- What to produce
Beginning with the line that contains "Expected behavior: point out the blurred", extract each line through the end of the listing below, with no additions or omissions.

···

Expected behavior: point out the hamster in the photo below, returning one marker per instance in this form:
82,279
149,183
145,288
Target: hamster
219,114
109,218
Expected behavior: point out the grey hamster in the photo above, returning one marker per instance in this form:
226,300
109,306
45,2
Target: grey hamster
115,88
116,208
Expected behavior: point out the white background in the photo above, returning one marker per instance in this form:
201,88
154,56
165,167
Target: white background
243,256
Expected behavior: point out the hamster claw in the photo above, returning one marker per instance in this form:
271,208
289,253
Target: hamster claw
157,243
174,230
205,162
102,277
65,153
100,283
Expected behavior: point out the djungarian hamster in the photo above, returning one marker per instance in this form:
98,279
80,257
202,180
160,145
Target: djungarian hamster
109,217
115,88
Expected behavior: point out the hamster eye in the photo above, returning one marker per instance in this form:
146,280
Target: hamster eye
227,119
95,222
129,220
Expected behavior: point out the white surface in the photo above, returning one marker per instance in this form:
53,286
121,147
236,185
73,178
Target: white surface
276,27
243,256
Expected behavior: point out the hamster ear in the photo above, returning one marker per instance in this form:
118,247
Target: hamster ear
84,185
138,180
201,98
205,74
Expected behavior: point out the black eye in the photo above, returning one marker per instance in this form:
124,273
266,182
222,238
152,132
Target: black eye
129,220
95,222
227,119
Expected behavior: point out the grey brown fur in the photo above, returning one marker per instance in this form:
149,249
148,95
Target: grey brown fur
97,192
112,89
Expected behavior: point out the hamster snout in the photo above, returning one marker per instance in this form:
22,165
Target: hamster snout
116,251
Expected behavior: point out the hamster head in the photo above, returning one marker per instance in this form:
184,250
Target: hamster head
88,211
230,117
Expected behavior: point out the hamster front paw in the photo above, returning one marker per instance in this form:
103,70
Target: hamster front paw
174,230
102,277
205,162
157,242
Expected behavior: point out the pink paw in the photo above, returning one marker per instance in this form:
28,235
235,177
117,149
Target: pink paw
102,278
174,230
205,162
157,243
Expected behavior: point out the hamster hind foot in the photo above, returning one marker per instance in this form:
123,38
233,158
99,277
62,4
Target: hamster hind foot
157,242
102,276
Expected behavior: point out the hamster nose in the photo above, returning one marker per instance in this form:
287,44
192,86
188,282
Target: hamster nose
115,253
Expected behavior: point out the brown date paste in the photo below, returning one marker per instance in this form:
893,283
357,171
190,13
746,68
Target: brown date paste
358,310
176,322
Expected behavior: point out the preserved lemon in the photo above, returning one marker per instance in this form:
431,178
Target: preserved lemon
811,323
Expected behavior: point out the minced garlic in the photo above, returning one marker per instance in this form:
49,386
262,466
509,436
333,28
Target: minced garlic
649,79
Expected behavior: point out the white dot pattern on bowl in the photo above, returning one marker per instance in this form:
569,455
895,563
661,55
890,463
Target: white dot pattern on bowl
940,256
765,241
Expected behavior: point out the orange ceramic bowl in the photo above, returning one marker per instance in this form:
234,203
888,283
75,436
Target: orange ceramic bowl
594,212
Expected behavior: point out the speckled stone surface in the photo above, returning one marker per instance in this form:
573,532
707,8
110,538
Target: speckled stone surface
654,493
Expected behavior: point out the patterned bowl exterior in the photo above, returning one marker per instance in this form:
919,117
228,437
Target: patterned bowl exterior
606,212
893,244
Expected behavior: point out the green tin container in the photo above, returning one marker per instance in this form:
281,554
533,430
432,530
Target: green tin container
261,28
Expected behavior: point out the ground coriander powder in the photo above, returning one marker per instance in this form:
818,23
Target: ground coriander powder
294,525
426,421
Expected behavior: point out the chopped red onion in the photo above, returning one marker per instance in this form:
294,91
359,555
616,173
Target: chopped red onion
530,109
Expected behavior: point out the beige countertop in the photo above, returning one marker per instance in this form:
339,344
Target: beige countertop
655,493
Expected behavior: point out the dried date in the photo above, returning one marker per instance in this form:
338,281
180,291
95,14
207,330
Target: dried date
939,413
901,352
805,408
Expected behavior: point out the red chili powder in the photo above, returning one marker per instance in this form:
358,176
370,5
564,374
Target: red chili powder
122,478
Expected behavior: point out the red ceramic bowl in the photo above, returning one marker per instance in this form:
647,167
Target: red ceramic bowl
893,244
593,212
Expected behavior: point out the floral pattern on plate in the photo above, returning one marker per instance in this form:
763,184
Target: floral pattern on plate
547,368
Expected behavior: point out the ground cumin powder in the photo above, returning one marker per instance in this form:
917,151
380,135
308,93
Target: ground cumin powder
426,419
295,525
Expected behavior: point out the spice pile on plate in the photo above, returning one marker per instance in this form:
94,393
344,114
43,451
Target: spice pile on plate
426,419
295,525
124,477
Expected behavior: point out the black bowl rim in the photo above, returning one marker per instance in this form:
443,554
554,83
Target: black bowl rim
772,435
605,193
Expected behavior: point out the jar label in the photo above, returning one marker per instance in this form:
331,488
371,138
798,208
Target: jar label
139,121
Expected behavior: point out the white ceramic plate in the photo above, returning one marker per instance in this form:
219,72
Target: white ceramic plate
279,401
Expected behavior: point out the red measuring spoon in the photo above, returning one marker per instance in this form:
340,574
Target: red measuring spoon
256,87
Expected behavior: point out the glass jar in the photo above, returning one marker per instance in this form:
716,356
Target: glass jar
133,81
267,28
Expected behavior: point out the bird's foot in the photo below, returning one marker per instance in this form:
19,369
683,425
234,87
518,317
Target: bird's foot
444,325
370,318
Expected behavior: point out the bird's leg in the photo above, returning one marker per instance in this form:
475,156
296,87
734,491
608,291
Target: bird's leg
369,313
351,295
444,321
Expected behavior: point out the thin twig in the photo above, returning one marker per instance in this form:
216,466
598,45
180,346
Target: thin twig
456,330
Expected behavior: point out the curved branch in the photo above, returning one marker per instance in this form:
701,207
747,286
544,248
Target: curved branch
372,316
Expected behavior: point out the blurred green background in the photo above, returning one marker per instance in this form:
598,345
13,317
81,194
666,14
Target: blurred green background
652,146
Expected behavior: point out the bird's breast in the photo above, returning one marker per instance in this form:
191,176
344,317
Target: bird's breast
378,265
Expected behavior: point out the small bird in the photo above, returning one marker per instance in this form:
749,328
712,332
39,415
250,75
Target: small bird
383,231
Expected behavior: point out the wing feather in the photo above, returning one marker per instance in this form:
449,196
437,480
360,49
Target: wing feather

···

- Solution for this exercise
Expected behavior: point out the blurred green background in the photo above, returning one marker per instance in this form:
598,345
13,317
81,194
666,14
Target: blurred green background
652,146
Expected behavior: point out the bird's breast in the photo above, returning one marker per instance in this form:
191,176
344,317
Target: bird's breast
378,265
Expected behavior: point out the small bird in the photo above, returning one marker per instance in this form:
749,328
712,332
39,415
250,75
Target: small bird
383,231
Expected behavior: point out the wing feather in the photo above, returning one marker per instance in this form:
449,196
437,480
360,49
Target: wing feather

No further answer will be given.